§ Data extract

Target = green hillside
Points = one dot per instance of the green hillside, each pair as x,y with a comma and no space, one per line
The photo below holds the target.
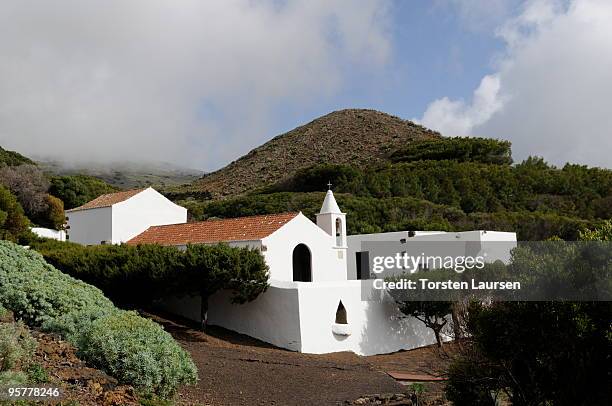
12,158
447,184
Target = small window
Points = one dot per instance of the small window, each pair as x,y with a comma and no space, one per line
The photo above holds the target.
341,314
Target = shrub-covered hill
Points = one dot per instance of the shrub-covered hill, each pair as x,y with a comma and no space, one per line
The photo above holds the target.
448,184
359,137
128,347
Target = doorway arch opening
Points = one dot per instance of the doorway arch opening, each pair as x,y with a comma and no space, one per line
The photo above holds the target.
302,264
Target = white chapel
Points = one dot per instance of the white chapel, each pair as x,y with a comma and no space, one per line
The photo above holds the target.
317,301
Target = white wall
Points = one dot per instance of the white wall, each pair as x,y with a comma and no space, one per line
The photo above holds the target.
273,317
59,235
495,244
327,263
354,245
91,226
148,208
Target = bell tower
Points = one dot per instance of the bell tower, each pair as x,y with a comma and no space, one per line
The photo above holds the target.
332,220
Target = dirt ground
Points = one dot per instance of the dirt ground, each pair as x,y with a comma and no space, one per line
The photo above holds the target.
238,370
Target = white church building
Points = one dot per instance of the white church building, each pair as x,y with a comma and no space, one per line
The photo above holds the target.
315,301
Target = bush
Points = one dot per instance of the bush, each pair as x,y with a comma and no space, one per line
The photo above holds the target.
16,346
44,297
460,149
542,353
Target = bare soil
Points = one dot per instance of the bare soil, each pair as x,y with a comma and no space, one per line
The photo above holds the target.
238,370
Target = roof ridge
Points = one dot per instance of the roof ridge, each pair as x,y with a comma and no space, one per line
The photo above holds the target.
248,228
107,200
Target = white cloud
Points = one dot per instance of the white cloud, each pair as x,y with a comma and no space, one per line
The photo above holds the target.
191,82
555,86
456,117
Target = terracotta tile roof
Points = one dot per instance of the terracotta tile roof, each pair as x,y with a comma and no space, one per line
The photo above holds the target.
108,200
213,231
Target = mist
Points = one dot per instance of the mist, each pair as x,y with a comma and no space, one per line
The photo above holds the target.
191,83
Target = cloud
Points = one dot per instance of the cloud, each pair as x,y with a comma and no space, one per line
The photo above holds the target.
456,117
191,82
554,86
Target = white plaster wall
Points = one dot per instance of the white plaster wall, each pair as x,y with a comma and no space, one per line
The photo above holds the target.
273,317
327,263
90,227
59,235
148,208
376,327
354,245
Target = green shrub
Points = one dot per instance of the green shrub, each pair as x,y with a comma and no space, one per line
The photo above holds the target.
75,190
37,374
461,149
38,293
138,275
13,222
44,297
16,345
130,348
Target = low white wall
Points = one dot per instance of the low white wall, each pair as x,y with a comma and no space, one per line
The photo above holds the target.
300,315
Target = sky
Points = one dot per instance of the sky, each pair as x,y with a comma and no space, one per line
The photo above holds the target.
198,84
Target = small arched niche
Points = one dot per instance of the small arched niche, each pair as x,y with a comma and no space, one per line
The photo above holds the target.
341,328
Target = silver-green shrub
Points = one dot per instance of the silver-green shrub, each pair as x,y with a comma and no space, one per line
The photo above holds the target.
135,350
16,349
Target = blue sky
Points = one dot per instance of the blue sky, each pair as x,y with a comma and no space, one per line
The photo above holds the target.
199,84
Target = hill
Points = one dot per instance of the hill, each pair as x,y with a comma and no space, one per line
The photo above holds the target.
128,175
12,158
355,136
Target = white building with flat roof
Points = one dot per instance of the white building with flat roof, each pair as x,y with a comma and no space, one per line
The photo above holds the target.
315,302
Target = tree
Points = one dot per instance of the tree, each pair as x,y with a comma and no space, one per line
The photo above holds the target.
139,275
13,222
54,216
542,353
432,314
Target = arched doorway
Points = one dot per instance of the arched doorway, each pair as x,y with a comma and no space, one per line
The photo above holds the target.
341,314
302,264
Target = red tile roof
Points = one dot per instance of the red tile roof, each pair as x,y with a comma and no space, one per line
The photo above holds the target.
214,231
108,200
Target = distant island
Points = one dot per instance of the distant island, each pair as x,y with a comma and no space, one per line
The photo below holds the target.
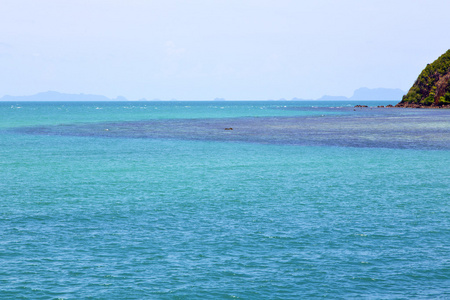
366,94
432,87
361,94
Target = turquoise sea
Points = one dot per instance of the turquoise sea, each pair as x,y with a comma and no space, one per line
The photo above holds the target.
156,200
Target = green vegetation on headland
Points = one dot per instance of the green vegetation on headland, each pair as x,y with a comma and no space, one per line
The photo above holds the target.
432,87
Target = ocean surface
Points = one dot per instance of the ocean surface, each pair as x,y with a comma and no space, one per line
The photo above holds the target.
156,200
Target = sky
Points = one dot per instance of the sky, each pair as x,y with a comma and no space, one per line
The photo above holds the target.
206,49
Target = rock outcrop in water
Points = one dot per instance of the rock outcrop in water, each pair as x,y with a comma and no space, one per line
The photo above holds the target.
432,87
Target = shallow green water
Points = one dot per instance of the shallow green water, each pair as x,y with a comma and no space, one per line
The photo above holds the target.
177,217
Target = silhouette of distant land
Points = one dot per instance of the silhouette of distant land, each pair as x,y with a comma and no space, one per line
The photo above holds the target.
432,87
366,94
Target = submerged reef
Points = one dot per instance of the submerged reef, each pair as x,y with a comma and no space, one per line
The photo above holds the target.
432,87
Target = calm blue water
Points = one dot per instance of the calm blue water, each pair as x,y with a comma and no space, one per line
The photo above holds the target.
156,200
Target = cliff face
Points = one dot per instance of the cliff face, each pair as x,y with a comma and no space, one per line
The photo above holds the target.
432,87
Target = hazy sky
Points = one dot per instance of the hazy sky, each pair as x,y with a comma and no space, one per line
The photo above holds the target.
232,49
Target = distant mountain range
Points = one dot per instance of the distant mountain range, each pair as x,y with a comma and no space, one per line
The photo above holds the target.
359,94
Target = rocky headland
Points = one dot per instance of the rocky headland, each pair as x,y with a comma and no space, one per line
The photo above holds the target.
432,87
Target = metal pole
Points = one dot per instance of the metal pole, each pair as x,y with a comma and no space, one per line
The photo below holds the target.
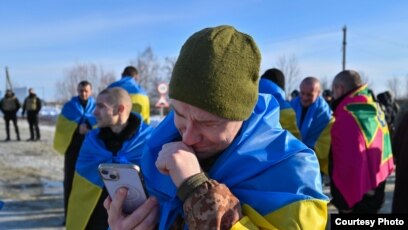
344,47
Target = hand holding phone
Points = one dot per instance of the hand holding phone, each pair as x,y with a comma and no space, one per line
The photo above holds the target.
116,176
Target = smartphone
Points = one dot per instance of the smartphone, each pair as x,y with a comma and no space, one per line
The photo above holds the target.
116,176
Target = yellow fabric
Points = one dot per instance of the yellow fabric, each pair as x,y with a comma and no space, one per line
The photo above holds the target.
288,121
141,105
304,214
244,223
322,147
63,134
82,201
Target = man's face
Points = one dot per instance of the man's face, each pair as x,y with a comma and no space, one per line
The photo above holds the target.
206,133
106,115
308,94
84,92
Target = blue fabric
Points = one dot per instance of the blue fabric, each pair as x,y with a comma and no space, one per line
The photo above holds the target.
93,153
317,118
265,166
269,87
74,111
129,84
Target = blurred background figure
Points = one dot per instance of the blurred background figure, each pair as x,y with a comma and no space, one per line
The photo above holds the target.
273,82
400,151
327,95
140,100
314,120
75,120
32,104
294,94
9,105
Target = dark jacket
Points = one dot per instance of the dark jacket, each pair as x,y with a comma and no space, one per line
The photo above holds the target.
400,148
9,105
32,104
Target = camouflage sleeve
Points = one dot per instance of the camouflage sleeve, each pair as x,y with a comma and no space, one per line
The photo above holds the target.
211,204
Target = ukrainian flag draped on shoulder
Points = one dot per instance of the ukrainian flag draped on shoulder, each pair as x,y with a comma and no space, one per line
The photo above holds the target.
287,116
140,100
71,116
274,175
357,167
87,184
315,129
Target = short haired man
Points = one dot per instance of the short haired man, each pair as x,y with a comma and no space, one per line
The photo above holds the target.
140,100
32,105
361,156
9,105
221,160
314,119
119,138
75,120
273,82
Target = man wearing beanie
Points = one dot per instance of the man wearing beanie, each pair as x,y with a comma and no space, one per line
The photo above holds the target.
273,82
220,160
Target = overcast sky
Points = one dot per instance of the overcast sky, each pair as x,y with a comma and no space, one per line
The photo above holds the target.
42,38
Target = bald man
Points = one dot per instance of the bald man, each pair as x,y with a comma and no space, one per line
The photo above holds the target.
119,138
314,119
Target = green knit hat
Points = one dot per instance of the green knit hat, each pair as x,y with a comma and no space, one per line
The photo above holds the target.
218,71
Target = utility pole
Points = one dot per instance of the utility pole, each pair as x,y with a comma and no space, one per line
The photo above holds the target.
8,82
344,46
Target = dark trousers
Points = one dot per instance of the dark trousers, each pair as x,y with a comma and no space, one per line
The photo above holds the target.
32,118
71,156
370,203
11,117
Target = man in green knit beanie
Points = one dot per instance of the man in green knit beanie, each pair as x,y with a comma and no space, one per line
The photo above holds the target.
220,159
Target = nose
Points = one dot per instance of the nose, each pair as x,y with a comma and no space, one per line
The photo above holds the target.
190,134
96,112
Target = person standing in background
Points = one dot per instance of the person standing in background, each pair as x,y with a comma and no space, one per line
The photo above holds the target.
119,138
273,82
140,100
314,120
32,105
9,105
75,120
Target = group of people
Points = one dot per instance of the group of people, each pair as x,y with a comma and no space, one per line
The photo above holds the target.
10,105
232,152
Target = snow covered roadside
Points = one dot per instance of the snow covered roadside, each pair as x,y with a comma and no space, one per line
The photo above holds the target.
30,181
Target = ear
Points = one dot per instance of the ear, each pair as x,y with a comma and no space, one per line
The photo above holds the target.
121,108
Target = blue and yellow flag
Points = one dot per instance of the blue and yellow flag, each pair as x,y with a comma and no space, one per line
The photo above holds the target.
274,175
140,100
287,116
87,185
315,129
71,116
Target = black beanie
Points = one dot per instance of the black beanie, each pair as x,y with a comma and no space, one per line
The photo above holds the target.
276,76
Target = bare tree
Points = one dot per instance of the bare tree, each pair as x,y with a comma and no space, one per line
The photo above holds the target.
96,75
393,85
290,68
149,71
325,83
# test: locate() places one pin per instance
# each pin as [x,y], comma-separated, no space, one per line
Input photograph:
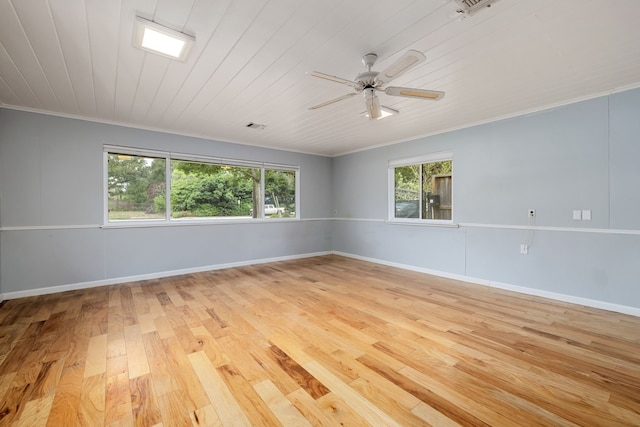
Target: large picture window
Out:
[421,187]
[150,186]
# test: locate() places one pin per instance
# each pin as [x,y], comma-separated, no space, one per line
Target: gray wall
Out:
[580,156]
[51,192]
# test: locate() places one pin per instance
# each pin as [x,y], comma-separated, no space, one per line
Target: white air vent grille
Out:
[469,7]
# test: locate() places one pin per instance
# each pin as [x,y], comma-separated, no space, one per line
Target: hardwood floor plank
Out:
[137,362]
[144,403]
[251,402]
[36,412]
[91,405]
[227,408]
[287,414]
[320,341]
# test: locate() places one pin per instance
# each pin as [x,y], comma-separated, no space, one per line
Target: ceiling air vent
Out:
[469,7]
[258,126]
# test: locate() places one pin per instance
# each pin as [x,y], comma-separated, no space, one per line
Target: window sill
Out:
[191,222]
[424,223]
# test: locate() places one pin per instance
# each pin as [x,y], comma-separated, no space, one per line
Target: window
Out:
[279,193]
[421,187]
[205,190]
[136,187]
[151,186]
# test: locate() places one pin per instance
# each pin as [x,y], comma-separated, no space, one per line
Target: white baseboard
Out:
[634,311]
[158,275]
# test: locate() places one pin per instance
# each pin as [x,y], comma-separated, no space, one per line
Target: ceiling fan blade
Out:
[409,92]
[332,101]
[410,59]
[333,78]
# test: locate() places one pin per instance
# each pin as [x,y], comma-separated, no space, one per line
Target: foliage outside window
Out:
[138,188]
[135,184]
[422,188]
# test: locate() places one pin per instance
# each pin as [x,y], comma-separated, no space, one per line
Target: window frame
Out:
[441,156]
[171,156]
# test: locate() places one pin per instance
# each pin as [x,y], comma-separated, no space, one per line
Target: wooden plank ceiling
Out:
[251,59]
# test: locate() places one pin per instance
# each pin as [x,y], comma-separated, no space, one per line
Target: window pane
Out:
[136,187]
[204,190]
[407,191]
[436,190]
[280,194]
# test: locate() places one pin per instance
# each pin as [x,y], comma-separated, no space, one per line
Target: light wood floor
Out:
[318,341]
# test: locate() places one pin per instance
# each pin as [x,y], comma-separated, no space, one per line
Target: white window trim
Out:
[407,161]
[169,156]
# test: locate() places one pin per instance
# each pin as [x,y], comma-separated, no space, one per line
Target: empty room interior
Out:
[341,212]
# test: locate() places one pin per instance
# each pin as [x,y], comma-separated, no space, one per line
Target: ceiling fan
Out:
[369,82]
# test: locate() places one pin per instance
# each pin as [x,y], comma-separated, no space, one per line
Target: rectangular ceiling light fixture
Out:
[155,38]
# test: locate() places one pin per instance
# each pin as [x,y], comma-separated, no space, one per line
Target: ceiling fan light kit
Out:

§ Task statement
Wherever the string "roof" appears in the entries, copy that line.

§ Task solution
Target = roof ridge
Points = one dot per instance of the roof ridge, each pair as x,y with a comma and no space, one per line
Target = terracotta tile roof
Points = one dot per instance of the terracotta tile roof, each pair as x,y with a comma and no space, one per line
Target = white building with flat roof
Points = one dot per instance of the white building with flat roof, each pair as x,y with a comma and no space, one per line
Target = red tile roof
Points = one dot per instance of the red tile roof, each pair as x,y with a comma and no space, one per line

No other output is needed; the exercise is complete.